— start of Passage given —

Tucked behind Suzzallo is Allen Library. The Allen Library opened in 1990 and was named in honor of Kenneth Allen, the University of Washington’s Associate Director of Libraries. Allen is connected to Suzzallo via a sky bridge and forms a library complex housing the main body of the University’s book collection.

Tomistoma machikanense is torn between eating the students above or below.

Tomistoma machikanense is torn between eating the students above or below.

If you take the time to walk through Suzzallo to Allen, you will find yourself greeted by the skeleton of Tomistoma machikanense. The 28-foot crocodile skeleton is a cast of a fossil held by the University of Washington’s Burke Museum. The skeleton appears to be walking up the lobby’s wall or waiting to drop on undergraduates as they pass beneath the monster.

Across the breezeway from the Allen Lobby, the Lower Suzzallo Lobby features a fun art installation called “Raven Brings Light to this House of Stories.” A flock of raven sculptures hangs over the lobby. Each raven holds a symbol or letter in their beak, symbolizing Raven bring light and knowledge to the world in Native American myth. The great part of this installation is the way it spreads into the surrounding book stacks. Ravens perch on shelves, watching patrons, while lost letters float over the stacks.

— end of Passage given —
— start of Record excerpts —

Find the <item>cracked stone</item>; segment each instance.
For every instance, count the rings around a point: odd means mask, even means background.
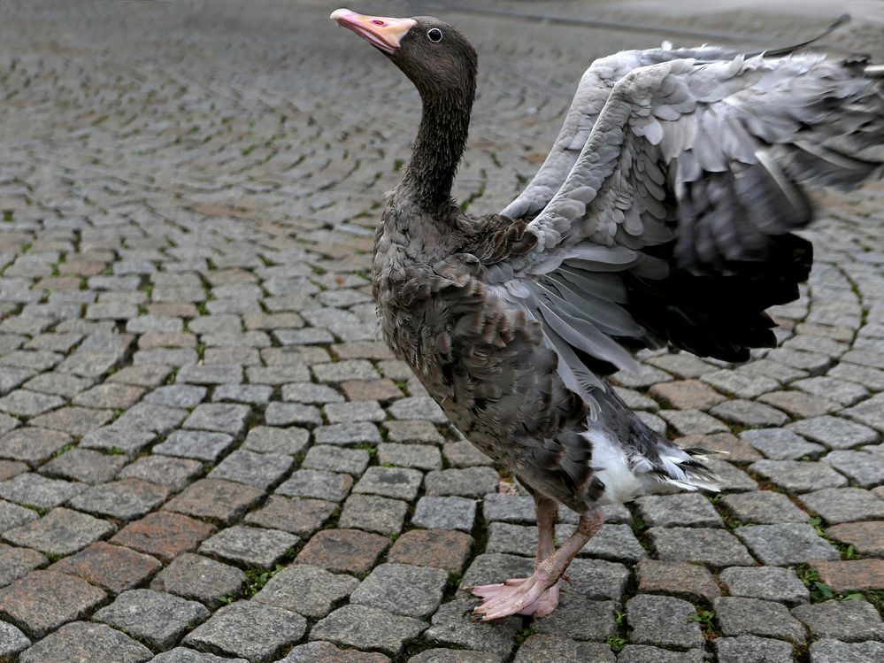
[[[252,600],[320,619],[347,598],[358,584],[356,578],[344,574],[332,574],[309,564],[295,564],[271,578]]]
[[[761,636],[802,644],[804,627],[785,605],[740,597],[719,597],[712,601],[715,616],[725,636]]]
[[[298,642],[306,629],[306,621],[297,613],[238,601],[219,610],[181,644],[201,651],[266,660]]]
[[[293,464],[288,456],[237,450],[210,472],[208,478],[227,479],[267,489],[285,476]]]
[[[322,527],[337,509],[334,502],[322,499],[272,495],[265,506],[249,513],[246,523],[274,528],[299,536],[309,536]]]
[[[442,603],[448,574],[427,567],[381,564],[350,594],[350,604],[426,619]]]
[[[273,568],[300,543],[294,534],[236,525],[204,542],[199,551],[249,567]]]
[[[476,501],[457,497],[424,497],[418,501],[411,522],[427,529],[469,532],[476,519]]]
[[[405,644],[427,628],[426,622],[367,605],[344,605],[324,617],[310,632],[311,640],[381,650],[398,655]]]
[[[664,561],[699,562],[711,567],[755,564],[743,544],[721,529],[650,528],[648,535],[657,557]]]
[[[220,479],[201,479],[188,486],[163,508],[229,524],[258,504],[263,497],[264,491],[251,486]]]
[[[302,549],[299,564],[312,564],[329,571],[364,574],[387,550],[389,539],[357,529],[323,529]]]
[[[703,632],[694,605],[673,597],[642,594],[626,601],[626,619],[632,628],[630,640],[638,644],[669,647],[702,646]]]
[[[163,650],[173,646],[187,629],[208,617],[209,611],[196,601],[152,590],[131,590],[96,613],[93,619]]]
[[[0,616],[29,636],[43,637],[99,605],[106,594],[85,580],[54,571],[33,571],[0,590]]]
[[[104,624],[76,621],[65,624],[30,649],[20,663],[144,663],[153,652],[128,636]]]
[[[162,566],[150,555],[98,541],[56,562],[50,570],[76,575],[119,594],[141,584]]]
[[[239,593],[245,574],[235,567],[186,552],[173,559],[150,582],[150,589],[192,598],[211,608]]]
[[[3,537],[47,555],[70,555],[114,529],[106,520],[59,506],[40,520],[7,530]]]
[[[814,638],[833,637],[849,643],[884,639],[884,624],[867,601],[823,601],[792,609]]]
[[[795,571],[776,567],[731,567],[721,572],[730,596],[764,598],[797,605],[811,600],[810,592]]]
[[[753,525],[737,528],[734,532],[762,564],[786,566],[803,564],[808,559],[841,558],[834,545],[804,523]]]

— end of Record excerpts —

Job 1: According to the passage on Allen Library, in what year did Allen Library open?
Job 2: Reproduce the records starting at their first line and ending at the line containing "For every instance, count", with "mask" changed to "foreground" and nothing else altered.

Response 1: 1990

Response 2:
Find the <item>cracked stone</item>; segment each instance.
For every instance, count the rings around a point: odd means foreground, even means background.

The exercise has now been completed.